TASK GOAL =
Starting at the line that contains "parapet and marquee." and ending at the final line of the entries below, write out each line exactly as it appears, but omit the pictures.

AVAILABLE RECORDS =
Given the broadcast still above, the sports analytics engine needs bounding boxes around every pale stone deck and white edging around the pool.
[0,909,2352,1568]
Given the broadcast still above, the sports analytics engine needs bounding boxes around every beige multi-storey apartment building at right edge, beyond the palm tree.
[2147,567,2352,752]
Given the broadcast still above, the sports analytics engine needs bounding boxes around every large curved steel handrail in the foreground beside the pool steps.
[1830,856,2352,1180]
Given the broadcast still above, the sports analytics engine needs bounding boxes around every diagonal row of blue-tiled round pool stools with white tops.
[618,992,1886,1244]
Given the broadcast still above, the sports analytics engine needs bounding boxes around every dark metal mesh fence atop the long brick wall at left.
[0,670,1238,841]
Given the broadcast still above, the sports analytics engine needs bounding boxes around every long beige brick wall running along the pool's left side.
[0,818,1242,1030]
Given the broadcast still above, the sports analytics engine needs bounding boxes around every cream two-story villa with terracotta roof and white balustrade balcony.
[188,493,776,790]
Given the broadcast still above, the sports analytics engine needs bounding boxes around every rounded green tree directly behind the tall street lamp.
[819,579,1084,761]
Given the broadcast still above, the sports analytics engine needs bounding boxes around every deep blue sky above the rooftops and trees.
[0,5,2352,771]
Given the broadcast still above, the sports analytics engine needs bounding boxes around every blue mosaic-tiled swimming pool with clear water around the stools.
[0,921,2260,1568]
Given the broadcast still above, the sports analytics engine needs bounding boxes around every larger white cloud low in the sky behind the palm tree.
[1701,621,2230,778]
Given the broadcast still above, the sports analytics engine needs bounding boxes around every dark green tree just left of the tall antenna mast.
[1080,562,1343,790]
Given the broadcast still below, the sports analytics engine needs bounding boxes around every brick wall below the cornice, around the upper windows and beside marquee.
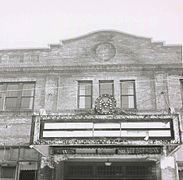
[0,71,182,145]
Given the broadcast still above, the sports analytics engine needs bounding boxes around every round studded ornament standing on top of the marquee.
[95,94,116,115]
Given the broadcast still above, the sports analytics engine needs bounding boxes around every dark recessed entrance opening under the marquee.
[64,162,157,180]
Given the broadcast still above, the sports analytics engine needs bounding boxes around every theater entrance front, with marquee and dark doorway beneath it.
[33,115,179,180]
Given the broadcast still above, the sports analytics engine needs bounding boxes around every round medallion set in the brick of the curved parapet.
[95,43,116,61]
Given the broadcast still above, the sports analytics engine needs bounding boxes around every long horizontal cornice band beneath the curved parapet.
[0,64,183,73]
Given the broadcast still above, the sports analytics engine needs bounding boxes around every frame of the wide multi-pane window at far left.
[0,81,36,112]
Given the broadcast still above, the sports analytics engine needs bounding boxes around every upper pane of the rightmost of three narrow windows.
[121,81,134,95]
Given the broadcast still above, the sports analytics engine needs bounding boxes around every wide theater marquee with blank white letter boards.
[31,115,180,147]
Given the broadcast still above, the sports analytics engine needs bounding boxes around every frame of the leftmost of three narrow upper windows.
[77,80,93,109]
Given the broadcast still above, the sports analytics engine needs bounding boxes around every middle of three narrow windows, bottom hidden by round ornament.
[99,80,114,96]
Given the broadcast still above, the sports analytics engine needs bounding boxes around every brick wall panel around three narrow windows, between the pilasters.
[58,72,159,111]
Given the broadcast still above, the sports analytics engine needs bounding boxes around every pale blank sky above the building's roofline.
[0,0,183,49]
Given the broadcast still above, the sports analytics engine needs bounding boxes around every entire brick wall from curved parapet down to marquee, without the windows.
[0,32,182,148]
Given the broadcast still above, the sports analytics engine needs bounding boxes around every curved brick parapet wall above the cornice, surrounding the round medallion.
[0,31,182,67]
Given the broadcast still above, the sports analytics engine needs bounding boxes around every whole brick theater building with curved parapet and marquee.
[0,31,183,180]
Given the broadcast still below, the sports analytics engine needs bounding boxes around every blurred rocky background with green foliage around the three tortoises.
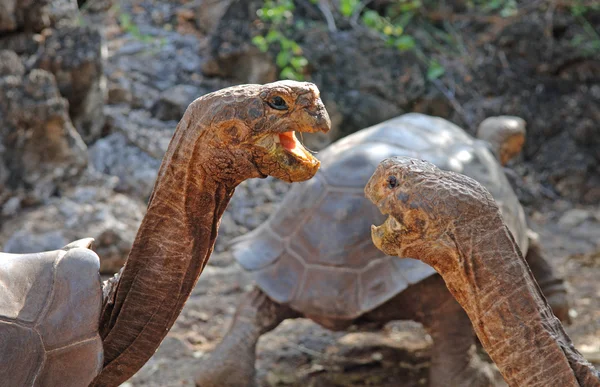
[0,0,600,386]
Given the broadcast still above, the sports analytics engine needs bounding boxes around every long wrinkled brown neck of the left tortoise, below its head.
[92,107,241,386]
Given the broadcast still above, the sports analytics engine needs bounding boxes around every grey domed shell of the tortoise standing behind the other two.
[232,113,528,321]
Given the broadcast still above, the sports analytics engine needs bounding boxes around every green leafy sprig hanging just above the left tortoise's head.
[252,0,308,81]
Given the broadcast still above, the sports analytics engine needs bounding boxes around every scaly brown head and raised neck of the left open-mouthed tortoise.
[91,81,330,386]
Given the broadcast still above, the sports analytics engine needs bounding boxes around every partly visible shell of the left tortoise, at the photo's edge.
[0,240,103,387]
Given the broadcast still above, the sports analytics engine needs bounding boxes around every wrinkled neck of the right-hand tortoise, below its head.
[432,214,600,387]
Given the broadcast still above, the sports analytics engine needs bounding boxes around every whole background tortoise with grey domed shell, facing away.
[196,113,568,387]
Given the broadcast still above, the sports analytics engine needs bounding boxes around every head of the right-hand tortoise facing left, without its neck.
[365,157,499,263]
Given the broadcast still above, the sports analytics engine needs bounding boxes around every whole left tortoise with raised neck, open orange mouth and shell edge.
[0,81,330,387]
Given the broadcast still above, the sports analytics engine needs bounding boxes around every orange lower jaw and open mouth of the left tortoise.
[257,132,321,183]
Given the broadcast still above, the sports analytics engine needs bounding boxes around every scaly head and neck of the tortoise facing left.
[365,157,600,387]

SOLUTION TO THIS EXERCISE =
Given the broadcast still above, the sports analytics engine needs bounding boxes around every whole brick theater building with curved parapet and marquee.
[0,31,183,180]
Given the broadcast still below, the sports analytics engine needs bounding boxes around every blurred rocky background with green foliage around the three tortoises.
[0,0,600,386]
Given the broadcast still above, the sports analytics engine needs bounding boxes around every long wrinkled brown neck of the left tortoise, below its head.
[92,107,241,386]
Given the broadcast still above, the sports analytics engine needs bounding boxes around every grey domed shell of the tortoise standing behind the other two.
[232,113,528,321]
Given the broadcast still above, the sports analytics engine needs bounding boxes around every green leafy sprig hanging just above the left tortoise's head.
[252,0,308,81]
Given the broadcast still above, the sports analytics engine needs bounding boxes around every scaly brown head and raised neck of the left open-mouthed tortoise.
[91,81,330,386]
Given the broadcast still above, the sports analytics engine needs bounding boxes around every partly visible shell of the left tortoise, at the photo's edge.
[0,240,103,387]
Given the broadcast still above, the sports analytics engine needs bounding boxes around every wrinkled neck of the right-hand tortoise, below its head.
[432,214,600,387]
Given the broadcast still above, the sports analytics engine needs bounding boxes around every whole background tortoise with grey domed shell, facing away.
[196,113,568,387]
Given the broadcast still above, the sports analytics engine needs bounding boxes around every head of the right-hand tortoise facing left, without its neck.
[365,157,499,263]
Given the broadcast still above, the sports analytics engine needs bounding boxes around every whole left tortoise with raised neck, open orange mouth and shell edge.
[0,81,330,387]
Given the broadcast still above, the sports analytics engine needs bounding boxes around every orange lower jaw and open mouth of the left tortoise.
[257,132,321,183]
Given the broadcast still above, the sports analytics engine needs bounding boxes around every scaly head and neck of the tortoise facing left.
[365,157,600,387]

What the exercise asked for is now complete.